◆ Task inputs:
*** Block opens ***

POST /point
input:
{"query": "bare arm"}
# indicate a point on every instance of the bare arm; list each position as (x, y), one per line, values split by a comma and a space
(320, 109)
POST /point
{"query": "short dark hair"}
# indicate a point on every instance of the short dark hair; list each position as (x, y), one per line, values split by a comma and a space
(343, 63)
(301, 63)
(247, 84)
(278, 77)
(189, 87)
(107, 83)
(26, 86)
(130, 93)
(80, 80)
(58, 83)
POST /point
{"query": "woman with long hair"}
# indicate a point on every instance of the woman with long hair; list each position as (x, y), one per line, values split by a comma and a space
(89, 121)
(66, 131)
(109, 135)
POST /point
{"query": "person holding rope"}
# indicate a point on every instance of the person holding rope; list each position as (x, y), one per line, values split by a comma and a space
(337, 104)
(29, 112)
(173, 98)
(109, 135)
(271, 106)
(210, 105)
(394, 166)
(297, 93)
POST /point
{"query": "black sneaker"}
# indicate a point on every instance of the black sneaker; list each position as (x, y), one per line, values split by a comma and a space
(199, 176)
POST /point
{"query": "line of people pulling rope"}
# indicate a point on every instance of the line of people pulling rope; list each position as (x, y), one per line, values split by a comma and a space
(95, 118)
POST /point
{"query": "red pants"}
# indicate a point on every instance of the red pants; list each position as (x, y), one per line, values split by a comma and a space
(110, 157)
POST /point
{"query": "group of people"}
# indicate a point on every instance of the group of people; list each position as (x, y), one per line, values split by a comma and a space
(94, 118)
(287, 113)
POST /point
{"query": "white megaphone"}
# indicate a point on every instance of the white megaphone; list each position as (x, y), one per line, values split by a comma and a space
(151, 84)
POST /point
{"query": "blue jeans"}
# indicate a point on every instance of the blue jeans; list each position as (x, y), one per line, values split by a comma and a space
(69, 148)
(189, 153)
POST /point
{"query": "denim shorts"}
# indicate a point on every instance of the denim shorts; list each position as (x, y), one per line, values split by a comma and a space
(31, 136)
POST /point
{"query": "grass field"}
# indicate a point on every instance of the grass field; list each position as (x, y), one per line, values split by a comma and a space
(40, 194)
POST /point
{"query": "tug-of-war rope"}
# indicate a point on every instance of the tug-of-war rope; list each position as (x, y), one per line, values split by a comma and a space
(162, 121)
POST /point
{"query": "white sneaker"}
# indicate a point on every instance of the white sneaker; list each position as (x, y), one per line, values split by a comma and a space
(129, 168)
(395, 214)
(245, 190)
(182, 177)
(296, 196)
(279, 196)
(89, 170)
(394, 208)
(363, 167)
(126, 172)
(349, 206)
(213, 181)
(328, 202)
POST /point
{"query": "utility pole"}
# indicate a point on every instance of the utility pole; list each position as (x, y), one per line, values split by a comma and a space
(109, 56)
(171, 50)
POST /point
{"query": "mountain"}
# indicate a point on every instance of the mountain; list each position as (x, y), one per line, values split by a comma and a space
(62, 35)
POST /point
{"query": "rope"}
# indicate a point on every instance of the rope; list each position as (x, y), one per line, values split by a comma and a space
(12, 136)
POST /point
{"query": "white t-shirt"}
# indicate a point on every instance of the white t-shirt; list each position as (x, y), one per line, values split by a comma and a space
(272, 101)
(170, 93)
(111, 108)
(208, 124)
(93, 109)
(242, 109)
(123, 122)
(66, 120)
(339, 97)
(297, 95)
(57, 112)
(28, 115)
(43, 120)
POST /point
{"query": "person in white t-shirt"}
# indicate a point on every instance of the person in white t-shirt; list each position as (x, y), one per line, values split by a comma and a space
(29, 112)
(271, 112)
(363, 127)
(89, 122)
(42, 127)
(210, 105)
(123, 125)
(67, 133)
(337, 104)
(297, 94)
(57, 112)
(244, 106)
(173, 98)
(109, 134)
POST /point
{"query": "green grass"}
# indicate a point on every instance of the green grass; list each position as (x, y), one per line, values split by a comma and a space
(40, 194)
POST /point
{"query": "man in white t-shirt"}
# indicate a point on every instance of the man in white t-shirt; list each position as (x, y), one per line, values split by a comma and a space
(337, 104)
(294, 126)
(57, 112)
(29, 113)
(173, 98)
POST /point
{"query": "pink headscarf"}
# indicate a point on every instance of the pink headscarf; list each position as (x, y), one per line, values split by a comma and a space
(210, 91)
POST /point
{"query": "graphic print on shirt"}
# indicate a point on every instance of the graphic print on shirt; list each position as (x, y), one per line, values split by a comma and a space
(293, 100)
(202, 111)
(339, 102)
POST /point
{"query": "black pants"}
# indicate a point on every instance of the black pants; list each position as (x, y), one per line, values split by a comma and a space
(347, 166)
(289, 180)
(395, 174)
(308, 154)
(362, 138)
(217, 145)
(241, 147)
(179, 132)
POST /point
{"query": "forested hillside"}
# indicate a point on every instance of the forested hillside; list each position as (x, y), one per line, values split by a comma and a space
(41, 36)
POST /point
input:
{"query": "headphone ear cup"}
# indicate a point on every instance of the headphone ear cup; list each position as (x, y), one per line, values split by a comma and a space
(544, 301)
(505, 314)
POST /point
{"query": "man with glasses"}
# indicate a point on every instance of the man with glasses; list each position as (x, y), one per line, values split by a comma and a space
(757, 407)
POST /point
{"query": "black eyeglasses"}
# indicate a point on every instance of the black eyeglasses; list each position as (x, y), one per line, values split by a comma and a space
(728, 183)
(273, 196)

*** Block closes ***

◆ What the exercise asks: Would you reproduce all of the data exactly, without a single alteration?

◆ Task response:
POST /point
input:
{"query": "bare arm"}
# indicate a point on every instance of the bare arm; list each position as (x, y), one per line, values split by a comma and a space
(320, 109)
POST /point
{"query": "short dark hair"}
# indicate a point on every instance of the short dark hair; list each position as (x, y), one per line, values split by a comma and a space
(343, 63)
(301, 63)
(247, 84)
(278, 77)
(189, 87)
(107, 83)
(26, 86)
(130, 93)
(80, 80)
(58, 83)
POST /point
{"query": "woman with long hair"}
# indicate a point on every instance of the woman with long hair; list each position as (x, y), one per line, values split by a comma and a space
(89, 121)
(66, 131)
(109, 135)
POST /point
{"query": "person holding rope"}
# indicate a point on every instance of the person holding rope; list each position as (x, y), one per line, values split by a comma and a space
(337, 104)
(29, 112)
(173, 98)
(109, 135)
(271, 106)
(210, 105)
(394, 166)
(297, 93)
POST /point
{"query": "black sneaker"}
# indicate a point on every instance of the black sneaker; list each position as (x, y), one per line, values split by a comma and a space
(199, 176)
POST /point
{"query": "line of people pulling rope"}
# indicate a point on every instance of the line of people pulling rope; list each position as (x, y), one per line, values split by a comma and a space
(95, 118)
POST /point
{"query": "red pants"}
# indicate a point on every instance of the red pants; list each position as (x, y), one per line, values split by a comma and a space
(110, 157)
POST /point
{"query": "group of people"}
# indicate a point on every instance of the group of people; list each position as (x, y), one per line, values split by a comma and a space
(94, 118)
(287, 113)
POST /point
{"query": "white megaphone"}
# indicate a point on every instance of the white megaphone; list each position as (x, y), one per line, values split by a comma and a space
(151, 84)
POST /point
{"query": "blue jeans"}
# indicate a point on every instance of the blue jeans; list each position as (x, y), one per line, values split by a comma and a space
(69, 148)
(189, 153)
POST /point
{"query": "denim shorts"}
# indicate a point on every instance of the denim shorts; list each position as (x, y), one per line, values split by a comma and a space
(31, 136)
POST /point
{"query": "grass field"}
# indicate a point on every instance of the grass field; list each position as (x, y), one per line, values split by a comma and a space
(40, 194)
POST /point
{"query": "tug-of-war rope"}
# indicate a point on every instance of the tug-of-war rope; list each position as (x, y), one per line, values split by a comma and a space
(162, 121)
POST /point
{"query": "white sneaker"}
# indicate a point on every instance of the white sneaker; list each position as (x, y), one per line, values split by a comma and a space
(129, 168)
(395, 214)
(245, 190)
(182, 177)
(296, 196)
(279, 196)
(89, 170)
(394, 208)
(363, 167)
(126, 172)
(349, 206)
(213, 181)
(328, 202)
POST /point
{"query": "utility pole"}
# indicate a point on every instance of the utility pole; list each position as (x, y), one per line, values split by a comma and a space
(109, 56)
(171, 50)
POST /point
{"query": "mountain"}
# indicate a point on every instance of the mountain; list each position as (x, y), one per line, values split by a comma and a space
(62, 35)
POST /point
{"query": "rope"}
# indicate a point on every instance of the rope; list each position as (x, y), one per line, values split by a comma and a space
(12, 136)
POST /point
{"query": "white t-shirt"}
# indicate a point on every instance of the white t-shirt; list each position as (x, y), one per line, values split by a comma and a space
(272, 101)
(170, 93)
(111, 108)
(208, 124)
(93, 109)
(242, 109)
(123, 122)
(66, 120)
(339, 97)
(297, 95)
(57, 112)
(28, 115)
(43, 120)
POST /point
{"query": "person in white t-shirt"}
# indicate a point on every instance of the person in white t-shirt; list each position as (x, y), one per line, values split by a comma and a space
(29, 112)
(271, 112)
(363, 127)
(89, 122)
(42, 127)
(210, 105)
(123, 125)
(67, 133)
(337, 104)
(297, 94)
(57, 112)
(244, 106)
(173, 98)
(109, 134)
POST /point
{"query": "green grass"}
# indicate a point on every instance of the green grass; list each position as (x, y), one per line, values split by a comma and a space
(40, 194)
POST /point
{"query": "man in white t-shirt"}
# indicate a point on every instance of the man in white t-shirt; list each position as (x, y), one per line, values split by a comma and a space
(337, 104)
(294, 126)
(57, 112)
(29, 113)
(173, 98)
POST /point
{"query": "pink headscarf"}
# indicate a point on every instance of the pink headscarf; list each position as (x, y), one per line, values split by a comma and a space
(210, 91)
POST /point
{"query": "graphic print on shirt"}
# indicate a point on every instance of the graphic print on shirt; list each position as (x, y), one per line, values split by a comma and a space
(293, 100)
(202, 111)
(339, 102)
POST /point
{"query": "black pants"}
# indicate a point on every instance of the black pants; list each position as (x, y), one per line, values split by a comma and a space
(347, 166)
(289, 180)
(395, 174)
(308, 154)
(362, 138)
(217, 145)
(241, 147)
(179, 132)
POST /point
{"query": "forested hillside"}
# indicate a point on every instance of the forested hillside; list each position as (x, y), one per line, values split by a comma and a space
(41, 36)
POST /point
input:
{"query": "headphone ear cup"}
# indicate a point on every instance of the headphone ear cup; list each position as (x, y), one per line, values split by a comma and a space
(544, 301)
(505, 314)
POST /point
{"query": "man with glasses"}
# indicate a point on every instance of the man with glasses; list each position as (x, y), one per line, values split by a comma and a space
(757, 407)
POST /point
{"query": "black eyeglasses"}
# indicate a point on every instance of the black eyeglasses; list each position as (x, y), one per line, values split by a comma and a space
(728, 183)
(273, 196)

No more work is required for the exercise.